Source data –
= Beginning of Section =
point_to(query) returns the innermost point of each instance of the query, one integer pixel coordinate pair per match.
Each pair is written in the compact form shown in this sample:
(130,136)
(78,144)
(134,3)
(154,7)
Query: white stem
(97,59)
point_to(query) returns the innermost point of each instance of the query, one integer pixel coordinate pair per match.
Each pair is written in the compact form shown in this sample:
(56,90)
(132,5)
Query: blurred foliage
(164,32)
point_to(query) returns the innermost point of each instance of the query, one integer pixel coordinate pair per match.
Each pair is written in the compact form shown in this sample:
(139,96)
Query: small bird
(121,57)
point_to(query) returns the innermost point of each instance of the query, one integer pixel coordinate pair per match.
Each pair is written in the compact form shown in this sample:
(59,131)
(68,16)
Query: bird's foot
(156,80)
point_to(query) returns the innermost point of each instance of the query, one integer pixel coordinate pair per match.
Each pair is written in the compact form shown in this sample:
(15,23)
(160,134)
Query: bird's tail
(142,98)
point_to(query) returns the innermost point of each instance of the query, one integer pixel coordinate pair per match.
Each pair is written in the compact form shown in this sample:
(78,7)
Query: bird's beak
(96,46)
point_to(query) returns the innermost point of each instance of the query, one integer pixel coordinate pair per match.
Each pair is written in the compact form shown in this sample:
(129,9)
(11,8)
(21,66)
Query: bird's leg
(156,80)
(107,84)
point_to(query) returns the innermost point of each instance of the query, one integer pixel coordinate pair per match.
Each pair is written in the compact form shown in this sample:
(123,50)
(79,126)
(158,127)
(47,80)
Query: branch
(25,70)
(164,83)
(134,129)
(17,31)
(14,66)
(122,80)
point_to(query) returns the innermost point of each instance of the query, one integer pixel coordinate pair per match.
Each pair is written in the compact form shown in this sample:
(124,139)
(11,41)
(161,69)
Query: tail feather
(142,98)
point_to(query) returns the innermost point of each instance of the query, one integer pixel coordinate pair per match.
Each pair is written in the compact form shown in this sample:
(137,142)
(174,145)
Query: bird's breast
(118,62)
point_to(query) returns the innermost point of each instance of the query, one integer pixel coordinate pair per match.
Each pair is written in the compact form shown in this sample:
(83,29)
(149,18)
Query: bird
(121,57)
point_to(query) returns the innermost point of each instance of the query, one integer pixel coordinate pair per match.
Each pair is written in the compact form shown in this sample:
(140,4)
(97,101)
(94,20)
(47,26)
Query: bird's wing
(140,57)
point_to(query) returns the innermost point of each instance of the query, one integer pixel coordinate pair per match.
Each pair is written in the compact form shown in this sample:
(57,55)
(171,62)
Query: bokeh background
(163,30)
= End of Section =
Your assignment –
Go through the listing and transcribe all of it exactly.

Solution to the exercise –
point_to(query) returns the innermost point of each instance of the query, one integer pixel coordinate pair per match.
Each pair is written in the compact form shown in this sample:
(130,136)
(78,144)
(134,3)
(154,7)
Query: white stem
(97,59)
point_to(query) returns the innermost point of each instance of the query, one integer pixel coordinate pair per match.
Each pair is written in the compact form shown in this sample:
(56,90)
(132,5)
Query: blurred foliage
(164,32)
point_to(query) returns the innermost point of each instance of the query, one integer pixel coordinate pair per match.
Each pair is written in the compact form shown in this sample:
(139,96)
Query: small bird
(121,57)
point_to(query) returns the innermost point of each instance of the query, one integer pixel coordinate pair per match.
Each pair is written in the compact form shown in this sample:
(59,131)
(68,16)
Query: bird's foot
(156,80)
point_to(query) returns the innermost point of each instance of the query, one integer pixel coordinate pair per match.
Each pair is written in the compact form shown in this sample:
(15,23)
(160,134)
Query: bird's tail
(142,98)
point_to(query) returns the innermost point of each instance of the query, one integer pixel coordinate pair per match.
Each pair is written in the compact form shown in this sample:
(78,7)
Query: bird's beak
(96,46)
point_to(query) returns the innermost point of each instance of the query, one integer pixel coordinate pair per match.
Each pair is written in the compact form shown in this sample:
(129,9)
(11,8)
(21,66)
Query: bird's leg
(156,80)
(107,84)
point_to(query) returns the innermost point of each instance of the query, one integer pixel coordinate pair per match.
Each pair is written in the compact form shown in this sample:
(123,50)
(79,126)
(158,127)
(47,80)
Query: branch
(25,70)
(164,83)
(134,129)
(17,31)
(14,66)
(122,80)
point_to(query) returns the innermost point of each instance of the query, one integer pixel coordinate pair per match.
Each pair is written in the compact form shown in this sample:
(124,139)
(11,41)
(161,69)
Query: tail feather
(142,98)
point_to(query) returns the innermost point of each instance of the query, one integer pixel coordinate pair per match.
Each pair is written in the compact form shown in this sample:
(137,142)
(174,145)
Query: bird's breast
(118,62)
point_to(query) returns the innermost point of each instance of the query, one integer pixel coordinate pair per match.
Each pair is written in the compact form shown in this sample:
(83,29)
(149,18)
Query: bird
(121,57)
point_to(query) returns the innermost point of each instance of the query, one integer pixel coordinate pair per match.
Each pair is written in the compact form shown in this sample:
(140,4)
(97,101)
(94,20)
(47,26)
Query: bird's wing
(140,57)
point_to(query) returns the innermost point of each instance of the query, one integer pixel coordinate pair per match.
Each pair is written in the compact form shown in this sample:
(57,55)
(171,62)
Query: bokeh background
(163,30)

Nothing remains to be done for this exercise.